Image-grounded pointing data
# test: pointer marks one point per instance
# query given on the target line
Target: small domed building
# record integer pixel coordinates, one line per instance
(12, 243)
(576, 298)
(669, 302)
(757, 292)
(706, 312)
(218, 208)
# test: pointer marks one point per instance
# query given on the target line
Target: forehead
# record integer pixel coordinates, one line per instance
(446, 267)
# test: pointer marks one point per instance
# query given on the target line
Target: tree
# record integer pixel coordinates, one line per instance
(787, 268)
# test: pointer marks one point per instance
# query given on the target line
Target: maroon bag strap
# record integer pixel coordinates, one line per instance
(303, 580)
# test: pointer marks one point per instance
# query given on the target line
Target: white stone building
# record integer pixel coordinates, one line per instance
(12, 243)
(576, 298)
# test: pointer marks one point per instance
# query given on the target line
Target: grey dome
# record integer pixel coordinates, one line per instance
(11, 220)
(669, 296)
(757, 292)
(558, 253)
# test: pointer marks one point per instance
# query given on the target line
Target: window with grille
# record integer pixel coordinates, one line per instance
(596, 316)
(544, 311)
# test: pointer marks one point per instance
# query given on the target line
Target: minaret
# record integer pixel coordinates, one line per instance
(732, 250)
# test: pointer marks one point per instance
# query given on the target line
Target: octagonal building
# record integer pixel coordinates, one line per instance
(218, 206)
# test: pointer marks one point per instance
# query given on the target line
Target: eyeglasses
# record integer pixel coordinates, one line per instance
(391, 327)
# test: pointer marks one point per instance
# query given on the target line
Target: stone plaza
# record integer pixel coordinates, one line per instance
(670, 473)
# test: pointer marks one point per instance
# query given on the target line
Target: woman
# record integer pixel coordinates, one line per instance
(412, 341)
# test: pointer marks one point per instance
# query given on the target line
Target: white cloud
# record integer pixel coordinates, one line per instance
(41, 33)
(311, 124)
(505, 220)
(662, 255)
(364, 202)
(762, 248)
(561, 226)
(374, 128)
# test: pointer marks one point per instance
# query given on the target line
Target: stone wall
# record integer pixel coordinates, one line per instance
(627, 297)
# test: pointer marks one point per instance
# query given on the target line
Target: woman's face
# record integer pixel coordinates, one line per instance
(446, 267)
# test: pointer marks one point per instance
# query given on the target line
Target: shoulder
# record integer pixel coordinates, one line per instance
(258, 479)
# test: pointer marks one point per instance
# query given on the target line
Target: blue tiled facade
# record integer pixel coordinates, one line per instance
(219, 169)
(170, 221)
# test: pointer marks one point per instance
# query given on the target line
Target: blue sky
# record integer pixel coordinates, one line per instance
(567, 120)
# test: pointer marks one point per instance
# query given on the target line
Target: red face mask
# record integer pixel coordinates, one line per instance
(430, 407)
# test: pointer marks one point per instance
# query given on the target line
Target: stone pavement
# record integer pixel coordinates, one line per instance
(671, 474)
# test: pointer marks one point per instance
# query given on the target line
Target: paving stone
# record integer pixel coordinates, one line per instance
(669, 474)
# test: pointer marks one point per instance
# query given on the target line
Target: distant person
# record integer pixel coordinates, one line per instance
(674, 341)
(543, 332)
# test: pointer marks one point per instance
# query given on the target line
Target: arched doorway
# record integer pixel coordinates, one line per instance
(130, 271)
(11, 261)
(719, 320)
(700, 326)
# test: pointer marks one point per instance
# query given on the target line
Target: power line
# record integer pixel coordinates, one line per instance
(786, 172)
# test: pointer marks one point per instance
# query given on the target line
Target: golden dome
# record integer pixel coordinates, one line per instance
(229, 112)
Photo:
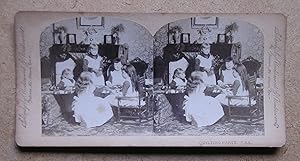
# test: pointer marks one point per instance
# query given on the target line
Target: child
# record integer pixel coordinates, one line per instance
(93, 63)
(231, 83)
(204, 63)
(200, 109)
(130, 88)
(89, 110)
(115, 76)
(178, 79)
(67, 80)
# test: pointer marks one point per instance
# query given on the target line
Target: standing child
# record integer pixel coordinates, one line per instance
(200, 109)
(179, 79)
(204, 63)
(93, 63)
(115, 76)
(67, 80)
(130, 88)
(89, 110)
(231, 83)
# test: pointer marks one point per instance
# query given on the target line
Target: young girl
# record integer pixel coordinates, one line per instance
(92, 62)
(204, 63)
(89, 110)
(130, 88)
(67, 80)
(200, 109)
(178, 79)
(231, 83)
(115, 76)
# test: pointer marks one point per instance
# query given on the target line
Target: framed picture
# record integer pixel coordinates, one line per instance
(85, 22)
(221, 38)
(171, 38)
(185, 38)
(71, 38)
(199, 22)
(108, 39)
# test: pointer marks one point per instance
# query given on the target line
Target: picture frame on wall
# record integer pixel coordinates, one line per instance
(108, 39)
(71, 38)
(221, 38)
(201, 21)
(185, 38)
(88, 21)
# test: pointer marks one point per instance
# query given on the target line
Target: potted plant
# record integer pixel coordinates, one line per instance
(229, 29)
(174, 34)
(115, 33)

--

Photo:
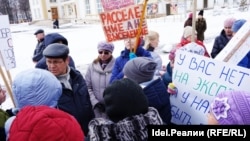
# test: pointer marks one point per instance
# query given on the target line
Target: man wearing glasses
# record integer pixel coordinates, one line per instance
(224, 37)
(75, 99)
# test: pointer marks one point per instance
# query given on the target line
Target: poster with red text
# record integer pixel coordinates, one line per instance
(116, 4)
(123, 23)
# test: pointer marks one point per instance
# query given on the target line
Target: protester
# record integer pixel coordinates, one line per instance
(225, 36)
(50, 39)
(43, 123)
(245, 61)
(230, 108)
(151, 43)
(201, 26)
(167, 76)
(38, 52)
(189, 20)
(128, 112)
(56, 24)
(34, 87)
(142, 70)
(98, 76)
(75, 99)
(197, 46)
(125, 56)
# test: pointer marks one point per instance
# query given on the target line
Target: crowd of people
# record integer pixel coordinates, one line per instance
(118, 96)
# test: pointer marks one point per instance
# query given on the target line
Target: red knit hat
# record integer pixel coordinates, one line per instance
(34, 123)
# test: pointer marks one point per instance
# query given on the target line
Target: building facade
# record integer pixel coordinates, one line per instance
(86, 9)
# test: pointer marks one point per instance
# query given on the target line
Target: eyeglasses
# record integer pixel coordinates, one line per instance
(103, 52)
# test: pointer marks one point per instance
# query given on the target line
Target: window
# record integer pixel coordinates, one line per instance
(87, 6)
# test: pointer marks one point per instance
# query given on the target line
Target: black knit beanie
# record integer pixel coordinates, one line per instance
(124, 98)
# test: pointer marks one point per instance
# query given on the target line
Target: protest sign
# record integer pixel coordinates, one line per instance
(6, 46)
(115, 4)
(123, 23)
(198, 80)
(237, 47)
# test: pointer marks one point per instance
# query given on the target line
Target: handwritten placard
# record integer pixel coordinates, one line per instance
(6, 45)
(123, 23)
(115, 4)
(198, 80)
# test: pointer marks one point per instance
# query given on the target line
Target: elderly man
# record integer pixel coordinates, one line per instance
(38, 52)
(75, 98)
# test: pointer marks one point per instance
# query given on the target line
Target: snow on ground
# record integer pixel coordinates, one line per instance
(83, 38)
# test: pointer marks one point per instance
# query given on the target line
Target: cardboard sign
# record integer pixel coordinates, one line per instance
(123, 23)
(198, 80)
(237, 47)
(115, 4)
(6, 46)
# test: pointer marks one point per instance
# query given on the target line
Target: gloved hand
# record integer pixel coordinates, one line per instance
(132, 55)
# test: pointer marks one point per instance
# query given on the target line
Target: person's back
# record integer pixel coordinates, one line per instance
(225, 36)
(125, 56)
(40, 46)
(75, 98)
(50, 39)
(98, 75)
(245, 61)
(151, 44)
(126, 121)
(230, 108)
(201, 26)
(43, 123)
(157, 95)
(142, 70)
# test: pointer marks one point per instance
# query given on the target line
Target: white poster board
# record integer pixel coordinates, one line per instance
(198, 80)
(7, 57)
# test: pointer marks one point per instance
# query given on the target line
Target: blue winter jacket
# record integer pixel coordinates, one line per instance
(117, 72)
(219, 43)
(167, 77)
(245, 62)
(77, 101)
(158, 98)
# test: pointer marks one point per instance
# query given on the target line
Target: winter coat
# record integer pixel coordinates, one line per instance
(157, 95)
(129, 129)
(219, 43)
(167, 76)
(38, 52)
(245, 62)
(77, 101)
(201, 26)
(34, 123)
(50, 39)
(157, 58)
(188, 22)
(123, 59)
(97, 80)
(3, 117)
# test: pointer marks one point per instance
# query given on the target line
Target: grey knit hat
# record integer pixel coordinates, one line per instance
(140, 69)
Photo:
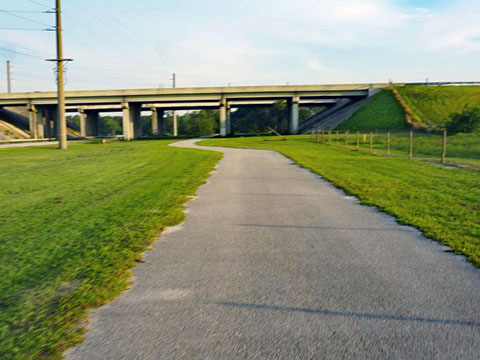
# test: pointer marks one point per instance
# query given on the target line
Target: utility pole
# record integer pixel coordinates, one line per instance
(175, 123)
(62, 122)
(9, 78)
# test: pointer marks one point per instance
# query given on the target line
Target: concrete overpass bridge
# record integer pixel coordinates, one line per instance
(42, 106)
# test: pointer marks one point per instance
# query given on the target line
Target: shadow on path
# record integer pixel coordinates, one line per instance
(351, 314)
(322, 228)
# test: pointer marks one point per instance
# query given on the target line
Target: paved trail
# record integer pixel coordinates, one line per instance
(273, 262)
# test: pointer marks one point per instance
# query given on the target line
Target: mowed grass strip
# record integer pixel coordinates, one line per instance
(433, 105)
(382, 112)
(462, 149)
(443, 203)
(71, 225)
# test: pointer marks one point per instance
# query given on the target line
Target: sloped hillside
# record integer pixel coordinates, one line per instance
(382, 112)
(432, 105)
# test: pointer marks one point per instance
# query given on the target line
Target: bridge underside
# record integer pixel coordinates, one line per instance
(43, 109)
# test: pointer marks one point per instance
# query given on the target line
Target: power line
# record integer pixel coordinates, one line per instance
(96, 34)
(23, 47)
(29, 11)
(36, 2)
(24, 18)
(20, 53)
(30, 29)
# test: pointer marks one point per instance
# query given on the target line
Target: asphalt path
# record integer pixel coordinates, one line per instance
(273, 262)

* _WORK ORDER_
Answer with a number only: how many lines above include the word "stone"?

* _ANSWER SPACE_
5